■ **Supplied records**:
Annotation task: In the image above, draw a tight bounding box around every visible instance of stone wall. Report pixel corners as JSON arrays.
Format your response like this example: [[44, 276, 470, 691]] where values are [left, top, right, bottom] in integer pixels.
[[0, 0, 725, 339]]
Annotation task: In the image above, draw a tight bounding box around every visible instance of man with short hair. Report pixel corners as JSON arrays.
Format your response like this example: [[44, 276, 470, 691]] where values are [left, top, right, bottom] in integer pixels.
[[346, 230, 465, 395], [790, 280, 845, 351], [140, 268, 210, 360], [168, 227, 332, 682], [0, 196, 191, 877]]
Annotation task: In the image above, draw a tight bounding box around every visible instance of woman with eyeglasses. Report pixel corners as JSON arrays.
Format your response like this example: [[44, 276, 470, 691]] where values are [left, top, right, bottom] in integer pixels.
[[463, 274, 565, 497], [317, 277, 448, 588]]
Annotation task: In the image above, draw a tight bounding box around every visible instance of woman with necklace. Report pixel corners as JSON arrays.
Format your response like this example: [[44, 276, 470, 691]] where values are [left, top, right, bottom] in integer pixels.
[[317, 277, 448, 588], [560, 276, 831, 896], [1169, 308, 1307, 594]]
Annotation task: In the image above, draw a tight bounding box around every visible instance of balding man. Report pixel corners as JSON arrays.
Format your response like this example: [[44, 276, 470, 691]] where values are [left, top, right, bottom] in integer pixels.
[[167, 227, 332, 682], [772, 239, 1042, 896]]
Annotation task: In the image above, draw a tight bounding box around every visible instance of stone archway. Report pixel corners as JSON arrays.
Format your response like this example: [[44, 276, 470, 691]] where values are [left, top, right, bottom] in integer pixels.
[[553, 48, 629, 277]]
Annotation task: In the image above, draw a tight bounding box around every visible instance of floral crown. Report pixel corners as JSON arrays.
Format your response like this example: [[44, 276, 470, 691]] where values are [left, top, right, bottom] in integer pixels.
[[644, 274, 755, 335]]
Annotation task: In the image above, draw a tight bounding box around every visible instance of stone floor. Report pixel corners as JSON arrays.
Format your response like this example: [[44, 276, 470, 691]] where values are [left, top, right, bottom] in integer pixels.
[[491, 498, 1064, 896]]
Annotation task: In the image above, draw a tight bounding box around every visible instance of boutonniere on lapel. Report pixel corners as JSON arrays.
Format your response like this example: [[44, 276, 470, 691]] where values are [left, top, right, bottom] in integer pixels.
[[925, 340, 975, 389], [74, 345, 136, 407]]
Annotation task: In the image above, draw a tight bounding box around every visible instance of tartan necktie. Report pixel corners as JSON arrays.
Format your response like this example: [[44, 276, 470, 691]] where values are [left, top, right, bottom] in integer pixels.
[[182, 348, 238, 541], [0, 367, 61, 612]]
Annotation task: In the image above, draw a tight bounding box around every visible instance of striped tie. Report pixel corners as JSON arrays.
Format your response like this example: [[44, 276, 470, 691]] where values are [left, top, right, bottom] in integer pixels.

■ **Description of the task**: Reproduce all of the entries above verbatim, from the first line to the last.

■ **Final result**:
Annotation task: In the image above, draw a tight bounding box around every visible instance of stone wall. Report pixel corners as JSON arrays.
Format your response like this example: [[44, 276, 470, 691]] where values are [left, top, right, bottom] in integer pixels.
[[0, 0, 725, 339]]
Annotation task: In the image above, draw a tight bounding box around every visible instance of man with short hair. Report pixel corners as JSON arrays.
Format your response like this example: [[44, 276, 470, 691]] where values are [left, top, right, bottom] in integer pixels.
[[346, 230, 465, 395], [790, 280, 845, 351], [140, 268, 210, 360], [168, 227, 332, 682], [0, 196, 191, 877]]
Annotation task: In the image above, draw a tight bounding box around every visible instance of woman with eyeglasses. Report pixel corners as JSON arrays.
Format your response like this example: [[44, 276, 470, 691]] where values are [left, top, right, bottom] in integer pixels.
[[463, 274, 565, 497], [317, 277, 448, 588]]
Annotation task: In the image above, draw a tight bounding box around every visible instance of woman with necklace. Report pixel corners as JSON arrays.
Format your response like this example: [[44, 276, 470, 691]] where values are [left, top, right, bottom] in integer pixels.
[[317, 277, 448, 588], [560, 276, 831, 896], [1169, 308, 1307, 594]]
Annotation task: In the image above, draw a tight bounding box around every visible instance of balding man. Report pixel corners as JSON arrays.
Format your response like this example: [[44, 276, 470, 691]] where values are [left, top, right, bottom] in integer pixels.
[[167, 227, 332, 682], [772, 239, 1042, 896]]
Annotation task: In the image above, draw a tight bounding box around every visible instance of stone archway. Report pixel corners as JSON arrays.
Format your response like this example: [[44, 276, 470, 691]] where values are [left, top, right, bottom] in integer pixels.
[[553, 48, 629, 277]]
Annotation task: In the image above, draw a tight bounding box around every visible instance of floral crown. Report pixel corners as JSON arrays.
Format your response like this example: [[44, 276, 470, 691]] where values are [left, top, right, bottom] in integer pixels.
[[644, 274, 755, 335]]
Annotation task: In the image above, draw a tight bounding box around every visible instance of stone floor. Report pixel corners as JSON arrays.
Format your response like this example: [[44, 276, 470, 691]] where values are [left, top, right, bottom] in integer pixels.
[[491, 498, 1064, 896]]
Annotation task: In the image above, draw a tight bounding box around every visible instance of boutonniere on lapel. Report pixel corners as JSON arrays.
Format your response like this example: [[44, 276, 470, 691]] where values are [left, top, right, bottom] in integer pixels.
[[925, 340, 975, 389], [74, 345, 136, 407]]
Annotation task: In the image above, draw a tight bounding box around every visible instance of tartan necktie. Report pixel corners as JSON arrays.
Format your response like this example: [[44, 276, 470, 691]] where values are [left, top, right, bottom] in integer pixels.
[[182, 348, 238, 541], [0, 367, 61, 612]]
Annotation task: In the image above, draw a tight bounding box around every visible instance of striped tie. Report pixel corners as JSON arrays.
Format your response like this example: [[44, 276, 470, 691]] where values are [left, top, right, bottom] in integer pixels.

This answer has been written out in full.